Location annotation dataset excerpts
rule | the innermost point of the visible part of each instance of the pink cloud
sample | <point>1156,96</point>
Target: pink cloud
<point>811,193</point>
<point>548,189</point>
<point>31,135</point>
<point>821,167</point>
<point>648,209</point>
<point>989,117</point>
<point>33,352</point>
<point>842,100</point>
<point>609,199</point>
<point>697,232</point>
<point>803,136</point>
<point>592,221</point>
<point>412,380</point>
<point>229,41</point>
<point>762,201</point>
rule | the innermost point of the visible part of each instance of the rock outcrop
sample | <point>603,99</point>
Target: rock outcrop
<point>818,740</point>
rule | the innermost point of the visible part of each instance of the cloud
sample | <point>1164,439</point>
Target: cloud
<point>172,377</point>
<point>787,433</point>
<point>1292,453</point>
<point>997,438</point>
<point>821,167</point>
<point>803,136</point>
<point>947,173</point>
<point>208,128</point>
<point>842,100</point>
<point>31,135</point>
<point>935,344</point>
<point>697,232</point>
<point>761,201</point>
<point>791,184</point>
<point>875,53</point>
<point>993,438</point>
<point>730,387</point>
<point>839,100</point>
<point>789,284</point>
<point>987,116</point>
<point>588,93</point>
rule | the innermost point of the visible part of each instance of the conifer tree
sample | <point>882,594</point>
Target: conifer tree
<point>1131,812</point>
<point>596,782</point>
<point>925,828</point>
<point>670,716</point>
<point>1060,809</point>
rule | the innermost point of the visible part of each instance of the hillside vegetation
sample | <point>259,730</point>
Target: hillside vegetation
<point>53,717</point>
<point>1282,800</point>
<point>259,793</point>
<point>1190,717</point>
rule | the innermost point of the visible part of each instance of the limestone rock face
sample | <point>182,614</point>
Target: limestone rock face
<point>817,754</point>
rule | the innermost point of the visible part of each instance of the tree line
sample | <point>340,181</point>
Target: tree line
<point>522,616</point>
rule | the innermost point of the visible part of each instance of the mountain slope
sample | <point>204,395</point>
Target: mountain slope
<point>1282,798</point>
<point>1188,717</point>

Problem statement:
Present every line of the material above as a numbered list, omitting blank lines.

Reply to the exercise:
1. rule | the innermost point of the visible part of each instance of the pink cloud
2. sample | <point>1156,96</point>
3. Target: pink cloud
4. <point>811,193</point>
5. <point>548,189</point>
6. <point>31,135</point>
7. <point>821,167</point>
8. <point>648,209</point>
9. <point>989,117</point>
10. <point>33,352</point>
11. <point>842,100</point>
12. <point>609,199</point>
13. <point>697,232</point>
14. <point>803,136</point>
15. <point>592,221</point>
16. <point>412,380</point>
17. <point>229,41</point>
18. <point>762,201</point>
19. rule | the innermost point of the visible part of each instance of the rock outcrop
20. sample | <point>603,99</point>
21. Target: rock outcrop
22. <point>818,740</point>
23. rule | the innermost point of the visible part of each instance of the cloud
24. sample | <point>1164,439</point>
25. Target: cloud
26. <point>172,377</point>
27. <point>787,433</point>
28. <point>1292,453</point>
29. <point>997,438</point>
30. <point>821,167</point>
31. <point>803,136</point>
32. <point>947,173</point>
33. <point>208,128</point>
34. <point>842,100</point>
35. <point>31,135</point>
36. <point>935,344</point>
37. <point>697,232</point>
38. <point>761,201</point>
39. <point>791,184</point>
40. <point>875,53</point>
41. <point>993,438</point>
42. <point>730,387</point>
43. <point>839,100</point>
44. <point>789,284</point>
45. <point>987,116</point>
46. <point>588,93</point>
47. rule | the innermost point of the visible part of each instance of the conifer tree
48. sample | <point>882,594</point>
49. Target: conifer tree
50. <point>1131,812</point>
51. <point>596,782</point>
52. <point>925,828</point>
53. <point>670,716</point>
54. <point>1060,809</point>
55. rule | the innermost point of the visible part of each instance of the hillside vegetation
56. sample | <point>259,730</point>
57. Target: hillside vegetation
58. <point>53,717</point>
59. <point>1282,800</point>
60. <point>259,793</point>
61. <point>1190,717</point>
62. rule | the innermost point of the visible part of each instance of the limestone rock face
63. sample | <point>182,614</point>
64. Target: limestone rock face
65. <point>817,754</point>
66. rule | the innermost point of the visible part of each instance of the tree line
67. sample | <point>340,181</point>
68. Target: tree line
69. <point>522,616</point>
70. rule | the innermost point of the visible part of each instance of the mountain slope
71. sample | <point>204,395</point>
72. Target: mountain slope
73. <point>1282,798</point>
74. <point>1188,717</point>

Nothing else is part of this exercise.